| Provided material |
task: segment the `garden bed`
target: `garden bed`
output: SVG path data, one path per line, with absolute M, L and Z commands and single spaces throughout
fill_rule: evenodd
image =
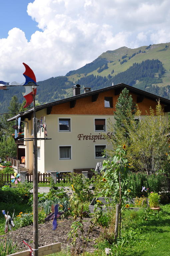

| Aim |
Rewrite all of the data above as a numbered list, one line per item, skipping blank lines and leaving out the picture.

| Reply to the task |
1. task: segment the `garden bed`
2. target: `garden bed`
3. output: SVG path data, one path per line, with absolute M, L and Z commands and single spaces throughout
4. fill_rule: evenodd
5. image =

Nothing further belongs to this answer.